Provided data →
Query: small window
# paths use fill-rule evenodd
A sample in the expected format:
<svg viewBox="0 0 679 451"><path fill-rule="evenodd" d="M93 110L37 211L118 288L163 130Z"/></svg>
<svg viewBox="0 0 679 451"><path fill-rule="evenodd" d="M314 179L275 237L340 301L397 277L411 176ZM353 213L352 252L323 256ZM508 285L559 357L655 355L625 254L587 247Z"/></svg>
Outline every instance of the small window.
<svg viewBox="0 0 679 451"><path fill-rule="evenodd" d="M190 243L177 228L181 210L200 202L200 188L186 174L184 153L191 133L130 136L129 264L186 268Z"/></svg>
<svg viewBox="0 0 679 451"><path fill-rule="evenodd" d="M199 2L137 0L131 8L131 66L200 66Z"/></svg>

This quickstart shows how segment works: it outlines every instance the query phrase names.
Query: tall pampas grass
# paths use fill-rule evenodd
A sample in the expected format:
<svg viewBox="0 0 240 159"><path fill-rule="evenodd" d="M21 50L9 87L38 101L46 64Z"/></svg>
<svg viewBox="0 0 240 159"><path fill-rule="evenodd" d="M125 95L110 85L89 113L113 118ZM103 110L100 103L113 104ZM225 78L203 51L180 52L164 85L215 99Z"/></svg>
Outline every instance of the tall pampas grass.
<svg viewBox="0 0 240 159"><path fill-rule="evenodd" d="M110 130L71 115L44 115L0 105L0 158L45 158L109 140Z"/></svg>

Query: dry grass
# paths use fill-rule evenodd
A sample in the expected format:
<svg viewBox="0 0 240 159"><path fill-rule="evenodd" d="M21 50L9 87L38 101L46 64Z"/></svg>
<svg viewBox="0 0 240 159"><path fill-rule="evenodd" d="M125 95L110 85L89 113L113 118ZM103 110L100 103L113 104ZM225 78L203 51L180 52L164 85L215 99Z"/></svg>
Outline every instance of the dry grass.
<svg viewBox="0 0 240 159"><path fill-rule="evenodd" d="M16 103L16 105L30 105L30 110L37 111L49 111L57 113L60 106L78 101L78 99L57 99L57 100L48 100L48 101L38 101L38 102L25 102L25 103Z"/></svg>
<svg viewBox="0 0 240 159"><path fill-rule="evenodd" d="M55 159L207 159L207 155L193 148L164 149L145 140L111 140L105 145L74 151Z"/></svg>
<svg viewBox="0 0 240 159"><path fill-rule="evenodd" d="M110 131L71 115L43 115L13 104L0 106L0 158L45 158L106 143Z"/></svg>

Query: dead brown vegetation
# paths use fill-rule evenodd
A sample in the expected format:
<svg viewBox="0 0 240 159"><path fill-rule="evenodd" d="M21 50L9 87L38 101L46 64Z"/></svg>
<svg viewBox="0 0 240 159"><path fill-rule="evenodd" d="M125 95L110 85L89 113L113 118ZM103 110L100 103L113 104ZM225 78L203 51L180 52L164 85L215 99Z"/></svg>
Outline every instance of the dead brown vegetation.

The request → Print all of the data above again, character for character, with nothing added or left out.

Completed exercise →
Query: small window
# paths use fill-rule evenodd
A sample in the expected format:
<svg viewBox="0 0 679 451"><path fill-rule="evenodd" d="M93 110L37 211L118 288L163 130Z"/></svg>
<svg viewBox="0 0 679 451"><path fill-rule="evenodd" d="M314 179L275 237L340 301L397 277L411 176ZM353 213L352 252L323 256ZM508 285L559 357L655 355L625 254L587 247Z"/></svg>
Outline every instance of the small window.
<svg viewBox="0 0 679 451"><path fill-rule="evenodd" d="M190 243L177 228L181 210L200 202L200 188L186 174L184 153L191 133L130 136L129 264L186 268Z"/></svg>
<svg viewBox="0 0 679 451"><path fill-rule="evenodd" d="M199 2L137 0L131 8L131 66L200 66Z"/></svg>

This quickstart shows how segment works: it outlines every instance the query phrase names.
Query: tall pampas grass
# paths use fill-rule evenodd
A sample in the expected format:
<svg viewBox="0 0 240 159"><path fill-rule="evenodd" d="M21 50L9 87L38 101L46 64Z"/></svg>
<svg viewBox="0 0 240 159"><path fill-rule="evenodd" d="M125 95L110 85L89 113L113 118ZM103 110L100 103L113 104ZM225 78L203 51L180 52L164 85L215 99Z"/></svg>
Outline every instance of the tall pampas grass.
<svg viewBox="0 0 240 159"><path fill-rule="evenodd" d="M110 130L71 115L44 115L0 105L0 158L45 158L109 140Z"/></svg>

Query: dry grass
# paths use fill-rule evenodd
A sample in the expected format:
<svg viewBox="0 0 240 159"><path fill-rule="evenodd" d="M21 50L9 87L38 101L46 64Z"/></svg>
<svg viewBox="0 0 240 159"><path fill-rule="evenodd" d="M125 95L110 85L89 113L113 118ZM103 110L100 103L113 104ZM225 78L203 51L180 52L164 85L215 99Z"/></svg>
Outline every instance of the dry grass.
<svg viewBox="0 0 240 159"><path fill-rule="evenodd" d="M16 103L16 105L30 105L30 110L37 111L49 111L57 113L60 106L78 101L78 99L57 99L57 100L48 100L48 101L38 101L38 102L25 102L25 103Z"/></svg>
<svg viewBox="0 0 240 159"><path fill-rule="evenodd" d="M55 159L207 159L207 155L193 148L164 149L145 140L111 140L105 145L74 151Z"/></svg>
<svg viewBox="0 0 240 159"><path fill-rule="evenodd" d="M110 131L71 115L43 115L13 104L0 106L0 158L45 158L106 143Z"/></svg>

Query: dead brown vegetation
# paths use fill-rule evenodd
A sample in the expected format:
<svg viewBox="0 0 240 159"><path fill-rule="evenodd" d="M21 50L9 87L38 101L46 64Z"/></svg>
<svg viewBox="0 0 240 159"><path fill-rule="evenodd" d="M125 95L110 85L89 113L113 118ZM103 110L100 103L113 104ZM225 78L203 51L180 52L164 85L215 99Z"/></svg>
Outline every instance of the dead brown vegetation.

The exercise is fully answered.